Take the data below and repeat it exactly.
+++ Given entries +++
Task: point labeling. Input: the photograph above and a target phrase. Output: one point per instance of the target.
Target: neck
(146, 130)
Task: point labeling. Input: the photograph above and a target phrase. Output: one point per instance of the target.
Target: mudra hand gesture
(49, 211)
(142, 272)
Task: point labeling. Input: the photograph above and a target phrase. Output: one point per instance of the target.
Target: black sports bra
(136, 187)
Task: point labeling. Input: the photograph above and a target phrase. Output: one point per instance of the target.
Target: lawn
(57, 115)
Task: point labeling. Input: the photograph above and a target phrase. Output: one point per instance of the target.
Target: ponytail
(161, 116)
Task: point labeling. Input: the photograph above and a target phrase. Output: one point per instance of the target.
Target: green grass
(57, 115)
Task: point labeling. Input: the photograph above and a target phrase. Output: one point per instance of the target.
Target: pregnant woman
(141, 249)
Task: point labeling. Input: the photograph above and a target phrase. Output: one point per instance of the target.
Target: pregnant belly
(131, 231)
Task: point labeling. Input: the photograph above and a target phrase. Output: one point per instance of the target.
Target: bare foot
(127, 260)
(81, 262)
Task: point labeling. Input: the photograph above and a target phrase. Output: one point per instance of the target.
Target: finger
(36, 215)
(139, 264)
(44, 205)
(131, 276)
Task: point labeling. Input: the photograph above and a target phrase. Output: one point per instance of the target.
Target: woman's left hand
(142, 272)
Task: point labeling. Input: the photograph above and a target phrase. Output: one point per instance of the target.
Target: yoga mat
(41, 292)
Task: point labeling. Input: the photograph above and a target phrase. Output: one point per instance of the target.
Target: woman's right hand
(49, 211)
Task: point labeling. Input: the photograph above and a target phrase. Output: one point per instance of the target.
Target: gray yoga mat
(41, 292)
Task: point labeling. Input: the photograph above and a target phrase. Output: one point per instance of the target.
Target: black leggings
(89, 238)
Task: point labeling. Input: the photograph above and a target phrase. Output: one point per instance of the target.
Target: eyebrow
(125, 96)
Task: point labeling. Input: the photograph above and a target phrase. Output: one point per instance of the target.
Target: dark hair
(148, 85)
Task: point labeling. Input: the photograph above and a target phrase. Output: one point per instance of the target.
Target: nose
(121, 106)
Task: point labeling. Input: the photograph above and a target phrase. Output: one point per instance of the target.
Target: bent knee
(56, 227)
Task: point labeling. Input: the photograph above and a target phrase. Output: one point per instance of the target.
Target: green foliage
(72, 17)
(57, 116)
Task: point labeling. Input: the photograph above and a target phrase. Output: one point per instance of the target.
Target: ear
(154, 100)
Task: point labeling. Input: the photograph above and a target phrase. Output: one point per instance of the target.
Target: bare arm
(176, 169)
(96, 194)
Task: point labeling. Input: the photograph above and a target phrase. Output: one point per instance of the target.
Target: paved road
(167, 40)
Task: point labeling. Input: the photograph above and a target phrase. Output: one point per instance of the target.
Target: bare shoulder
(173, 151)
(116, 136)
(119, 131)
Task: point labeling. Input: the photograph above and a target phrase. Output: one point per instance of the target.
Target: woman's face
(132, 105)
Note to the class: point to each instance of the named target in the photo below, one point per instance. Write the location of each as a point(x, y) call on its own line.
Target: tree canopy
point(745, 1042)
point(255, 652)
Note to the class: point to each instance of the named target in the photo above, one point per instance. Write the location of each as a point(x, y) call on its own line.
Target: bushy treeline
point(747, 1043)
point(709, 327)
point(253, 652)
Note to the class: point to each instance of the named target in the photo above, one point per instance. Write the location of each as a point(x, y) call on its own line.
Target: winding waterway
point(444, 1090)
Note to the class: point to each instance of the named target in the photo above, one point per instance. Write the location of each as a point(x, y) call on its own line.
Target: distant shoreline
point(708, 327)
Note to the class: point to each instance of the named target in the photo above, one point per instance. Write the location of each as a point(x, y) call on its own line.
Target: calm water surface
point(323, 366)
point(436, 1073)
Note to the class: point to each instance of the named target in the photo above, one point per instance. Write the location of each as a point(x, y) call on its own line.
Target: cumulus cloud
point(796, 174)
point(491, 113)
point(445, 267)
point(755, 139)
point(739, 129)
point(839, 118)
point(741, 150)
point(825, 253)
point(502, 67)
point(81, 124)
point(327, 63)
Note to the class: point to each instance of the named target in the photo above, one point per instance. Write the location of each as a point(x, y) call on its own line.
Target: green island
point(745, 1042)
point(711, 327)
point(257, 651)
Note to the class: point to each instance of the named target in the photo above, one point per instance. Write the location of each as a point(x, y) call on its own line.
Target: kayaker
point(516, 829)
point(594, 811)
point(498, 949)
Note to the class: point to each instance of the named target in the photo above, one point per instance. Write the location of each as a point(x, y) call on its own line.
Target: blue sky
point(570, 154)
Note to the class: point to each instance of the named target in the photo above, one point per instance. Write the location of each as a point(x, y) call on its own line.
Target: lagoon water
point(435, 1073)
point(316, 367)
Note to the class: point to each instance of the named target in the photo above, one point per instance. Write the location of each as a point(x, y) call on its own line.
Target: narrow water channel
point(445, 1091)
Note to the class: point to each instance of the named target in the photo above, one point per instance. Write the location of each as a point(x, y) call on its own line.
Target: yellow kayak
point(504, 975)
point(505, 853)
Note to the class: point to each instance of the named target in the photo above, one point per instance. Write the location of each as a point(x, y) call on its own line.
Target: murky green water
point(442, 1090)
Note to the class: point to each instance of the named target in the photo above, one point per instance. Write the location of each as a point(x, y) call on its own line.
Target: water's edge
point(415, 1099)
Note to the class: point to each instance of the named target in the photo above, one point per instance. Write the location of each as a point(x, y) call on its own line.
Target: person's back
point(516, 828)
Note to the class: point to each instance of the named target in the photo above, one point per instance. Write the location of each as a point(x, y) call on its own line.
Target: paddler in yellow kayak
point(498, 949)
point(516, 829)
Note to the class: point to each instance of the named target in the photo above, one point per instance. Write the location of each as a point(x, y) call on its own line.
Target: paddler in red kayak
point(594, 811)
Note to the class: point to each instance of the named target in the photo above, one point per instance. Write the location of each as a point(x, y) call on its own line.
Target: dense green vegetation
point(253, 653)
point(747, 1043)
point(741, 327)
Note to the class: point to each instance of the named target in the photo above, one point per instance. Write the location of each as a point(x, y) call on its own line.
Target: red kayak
+++
Output |
Task: point labeling. Input: the photograph above and a target phrase. Output: one point per instance of the target.
Target: neck
(146, 130)
Task: point labeling. Input: the photograph above and a target phrase. Output: one point per instance of the target.
Target: mudra hand gesture
(49, 211)
(142, 272)
Task: point labeling. Input: the photograph above and a target phrase. Output: one point per instance of the target.
Target: black sports bra
(136, 187)
Task: point labeling. Input: the photograph above and a target phrase. Output: one point per instance of the target.
Target: lawn
(57, 115)
Task: point labeling. Input: the photograph above and a target phrase. Output: one point per instance of the target.
Target: ponytail
(161, 116)
Task: point labeling. Input: the photograph above and a target phrase. Output: one point per instance of the target.
Target: green grass
(57, 115)
Task: point labeling. Input: the photograph above and a target phrase. Output: one point per instance of the target.
Target: pregnant woman
(141, 249)
Task: point labeling. Input: the photograph above and a target phrase. Output: one point per instance of the target.
Target: pregnant belly
(131, 231)
Task: point labeling. Input: the photograph above and a target phrase. Output: one point per instance of the target.
Target: bare foot
(127, 260)
(81, 262)
Task: point labeling. Input: the photograph above and a target phrase. Output: one point per instance of the target.
Target: finger
(36, 215)
(139, 264)
(44, 205)
(131, 276)
Task: point labeling. Input: the photograph above and a target phrase. Output: one point per instance of the target.
Target: woman's left hand
(142, 272)
Task: point labeling. Input: the photograph above and a target phrase. Output: one point per instance of the target.
Target: yoga mat
(41, 292)
Task: point labeling. Input: the photograph above and a target phrase. Output: one point per instance of the target.
Target: woman's right hand
(49, 211)
Task: point labeling. Input: the photograph above and a target phrase. Output: one point per instance of the target.
Target: gray yoga mat
(41, 292)
Task: point labeling. Input: the photograph above and a target phrase. Output: one point per instance of the target.
Target: black leggings
(89, 238)
Task: point labeling. Input: the photograph above and a target phrase. Output: one point per instance of the target.
Target: eyebrow
(125, 96)
Task: point labeling. Input: the photograph above and a target phrase. Output: one point per instance of the target.
Target: dark hair
(148, 85)
Task: point labeling. Input: the photograph above and a target phrase. Output: one point per instance of the target.
Target: nose
(121, 106)
Task: point labeling. Input: the photograph above and a target phrase. Output: one point per instance of the target.
Target: bent knee
(56, 227)
Task: point labeling. Input: the photograph above and a target phrase. Output: one point per instance of the target.
Target: green foliage
(72, 17)
(57, 116)
Task: point labeling. Input: the photograph above and a target phrase. Output: one point per instance of the target.
Target: ear
(154, 100)
Task: point labeling. Input: the photograph above and a target phrase. Output: one point per instance of the target.
Target: bare arm
(176, 169)
(96, 194)
Task: point labeling. Input: the photograph above and a target phrase. Output: one point per instance of the target.
Target: paved road
(167, 40)
Task: point labeling. Input: the photograph above and a target phrase. Output: one point per instance of the target.
Target: bare shoulder
(173, 151)
(116, 136)
(119, 131)
Task: point labeling. Input: the photograph above and a target phrase. Output: one point per instance of the target.
Target: woman's face
(132, 105)
Note to the class: point to each instance of the named target in the photo below, one point per instance. Write the location of each as a point(x, y) call on its own line.
Target: tree canopy
point(745, 1042)
point(255, 652)
Note to the class: point to each instance of the named target in the photo above, one point per instance. Write the location of each as a point(x, y) call on its own line.
Target: bushy treeline
point(747, 1043)
point(709, 327)
point(253, 652)
Note to the class: point to each instance of the named target in the photo above, one point per instance. Write the location of each as a point(x, y) call on its own line.
Target: winding waterway
point(444, 1090)
Note to the class: point to each instance of the named target in the photo above, one point per instance. Write the location of each as a point(x, y) call on its own line.
Target: distant shoreline
point(708, 327)
Note to the class: point to each instance of the named target in the photo above, one point per instance. Write the location of each as a point(x, y) call on its own line.
Target: calm water surface
point(323, 366)
point(436, 1073)
Note to the class: point to each instance of the named target in the photo above, one point per instance. Write the location of each as a point(x, y) call on its own line.
Target: cumulus cloud
point(796, 174)
point(491, 113)
point(445, 267)
point(755, 139)
point(739, 129)
point(839, 118)
point(741, 150)
point(825, 253)
point(502, 67)
point(81, 124)
point(327, 63)
Note to the class: point to each instance of the named target in the photo above, one point per instance. Write the location of each as a point(x, y) call on its own line.
Target: green island
point(745, 1042)
point(711, 327)
point(257, 651)
Note to the class: point to each instance of the named target in the photo above, one point per instance. Write the location of each as a point(x, y) call on its own line.
Target: kayaker
point(516, 829)
point(594, 811)
point(498, 949)
Note to the class: point to each instance of the named target in the photo above, one point per instance. Write the location of each as a point(x, y) call on its own line.
Target: blue sky
point(570, 154)
Note to the class: point to each instance of the named target in the photo above, one point per instance. Write the location of each as a point(x, y) call on its own line.
Target: lagoon water
point(435, 1073)
point(316, 367)
Note to the class: point to each instance of the named target in the photo above, one point per instance. Write the location of each as a point(x, y) call on its own line.
Target: narrow water channel
point(445, 1091)
Note to the class: point to each instance of the named target in the photo above, one point per instance. Write the location of each as a point(x, y) call on its own line.
Target: yellow kayak
point(504, 975)
point(505, 853)
Note to the class: point to each instance of the named target in the photo above, one point per instance. Write the location of each as a point(x, y) call on its own line.
Target: murky green water
point(442, 1090)
Note to the class: point to each instance of the named target in the photo above, one point per instance. Write the location of each as a point(x, y) call on its own line.
Target: water's edge
point(415, 1099)
Note to the class: point to each instance of the named target in the photo above, one point per instance. Write the location of each as a point(x, y) call on its own line.
Target: person's back
point(516, 828)
Note to the class: point to each instance of the named target in the photo above, one point per instance. Write the location of each as a point(x, y) call on its own line.
Target: paddler in yellow kayak
point(498, 949)
point(516, 829)
Note to the class: point to each instance of the named target in the photo above, one point per instance. Write the location of each as a point(x, y) call on its own line.
Target: paddler in red kayak
point(594, 811)
Note to the class: point to each instance of the named target in the photo above, one point per instance. Write the location of each as a point(x, y) call on its own line.
Target: dense green vegetation
point(253, 653)
point(747, 1043)
point(741, 327)
Note to the class: point to each instance of the named target in the photo above, one point per instance. Write the location of each as a point(x, y) call on its own line.
Target: red kayak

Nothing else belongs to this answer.